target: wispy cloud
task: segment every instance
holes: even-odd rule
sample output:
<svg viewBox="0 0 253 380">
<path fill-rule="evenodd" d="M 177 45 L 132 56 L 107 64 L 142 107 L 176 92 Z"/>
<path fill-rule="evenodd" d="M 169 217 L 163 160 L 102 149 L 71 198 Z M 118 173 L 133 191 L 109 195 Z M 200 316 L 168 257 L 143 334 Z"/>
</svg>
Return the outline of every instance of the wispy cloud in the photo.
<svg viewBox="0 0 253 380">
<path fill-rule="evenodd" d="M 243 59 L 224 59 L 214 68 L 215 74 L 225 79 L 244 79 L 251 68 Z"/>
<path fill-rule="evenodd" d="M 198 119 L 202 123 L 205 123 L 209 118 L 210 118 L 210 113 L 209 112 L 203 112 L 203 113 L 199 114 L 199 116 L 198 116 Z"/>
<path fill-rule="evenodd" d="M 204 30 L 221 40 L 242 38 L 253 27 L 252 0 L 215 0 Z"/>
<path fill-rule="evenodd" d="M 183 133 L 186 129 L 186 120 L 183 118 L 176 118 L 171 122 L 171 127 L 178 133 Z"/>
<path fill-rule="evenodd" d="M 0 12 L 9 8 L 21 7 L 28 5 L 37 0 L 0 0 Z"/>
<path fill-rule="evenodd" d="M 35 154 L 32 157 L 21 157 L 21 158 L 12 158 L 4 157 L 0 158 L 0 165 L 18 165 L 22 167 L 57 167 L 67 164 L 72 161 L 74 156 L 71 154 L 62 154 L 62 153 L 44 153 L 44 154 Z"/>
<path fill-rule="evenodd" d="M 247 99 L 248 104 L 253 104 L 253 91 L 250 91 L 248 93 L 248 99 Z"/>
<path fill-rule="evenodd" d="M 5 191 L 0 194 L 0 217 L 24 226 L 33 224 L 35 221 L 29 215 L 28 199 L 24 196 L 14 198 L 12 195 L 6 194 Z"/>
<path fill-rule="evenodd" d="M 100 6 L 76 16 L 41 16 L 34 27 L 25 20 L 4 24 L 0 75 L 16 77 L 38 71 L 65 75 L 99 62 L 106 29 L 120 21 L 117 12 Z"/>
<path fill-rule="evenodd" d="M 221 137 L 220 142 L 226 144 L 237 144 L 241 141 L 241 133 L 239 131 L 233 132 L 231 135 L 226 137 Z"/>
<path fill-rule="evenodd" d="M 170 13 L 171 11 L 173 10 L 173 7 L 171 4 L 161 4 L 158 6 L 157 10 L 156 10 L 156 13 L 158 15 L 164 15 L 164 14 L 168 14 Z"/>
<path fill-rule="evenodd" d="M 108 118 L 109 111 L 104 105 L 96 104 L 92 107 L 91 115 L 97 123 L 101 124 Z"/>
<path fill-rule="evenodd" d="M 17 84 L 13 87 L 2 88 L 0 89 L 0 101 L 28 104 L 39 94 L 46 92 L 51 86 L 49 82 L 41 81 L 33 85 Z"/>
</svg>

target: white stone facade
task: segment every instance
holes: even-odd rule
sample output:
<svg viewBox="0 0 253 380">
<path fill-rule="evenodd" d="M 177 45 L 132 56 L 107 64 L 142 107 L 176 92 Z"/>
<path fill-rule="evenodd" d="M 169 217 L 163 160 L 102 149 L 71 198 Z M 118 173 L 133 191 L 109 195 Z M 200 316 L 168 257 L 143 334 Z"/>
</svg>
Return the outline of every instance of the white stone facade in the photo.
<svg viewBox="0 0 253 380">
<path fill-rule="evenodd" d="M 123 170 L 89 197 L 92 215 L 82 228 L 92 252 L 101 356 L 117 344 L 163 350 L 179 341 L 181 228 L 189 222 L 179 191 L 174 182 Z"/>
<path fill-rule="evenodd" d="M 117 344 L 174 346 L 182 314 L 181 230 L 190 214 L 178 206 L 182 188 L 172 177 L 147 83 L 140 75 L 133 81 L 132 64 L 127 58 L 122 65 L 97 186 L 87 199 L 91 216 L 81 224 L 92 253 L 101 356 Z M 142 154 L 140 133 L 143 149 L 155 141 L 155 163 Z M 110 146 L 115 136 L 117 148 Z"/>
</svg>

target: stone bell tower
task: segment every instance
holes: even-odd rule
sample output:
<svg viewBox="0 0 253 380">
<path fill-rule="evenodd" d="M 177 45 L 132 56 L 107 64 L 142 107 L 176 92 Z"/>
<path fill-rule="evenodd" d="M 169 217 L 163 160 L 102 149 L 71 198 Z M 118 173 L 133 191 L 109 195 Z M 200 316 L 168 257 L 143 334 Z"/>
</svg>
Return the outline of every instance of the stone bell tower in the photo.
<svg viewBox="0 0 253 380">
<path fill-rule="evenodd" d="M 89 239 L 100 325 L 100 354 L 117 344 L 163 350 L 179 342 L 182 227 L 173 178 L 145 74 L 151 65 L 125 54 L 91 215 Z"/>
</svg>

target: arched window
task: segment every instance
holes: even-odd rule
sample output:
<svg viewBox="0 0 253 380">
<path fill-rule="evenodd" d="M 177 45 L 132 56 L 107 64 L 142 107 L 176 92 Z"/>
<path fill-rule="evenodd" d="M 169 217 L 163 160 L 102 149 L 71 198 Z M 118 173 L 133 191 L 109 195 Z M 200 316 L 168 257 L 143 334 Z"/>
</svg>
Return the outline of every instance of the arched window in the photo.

────────

What the exercise asks :: Each line of the entries above that includes the string "arched" should be copied out.

Result of the task ::
target: arched window
Return the outline of every instance of the arched window in the photo.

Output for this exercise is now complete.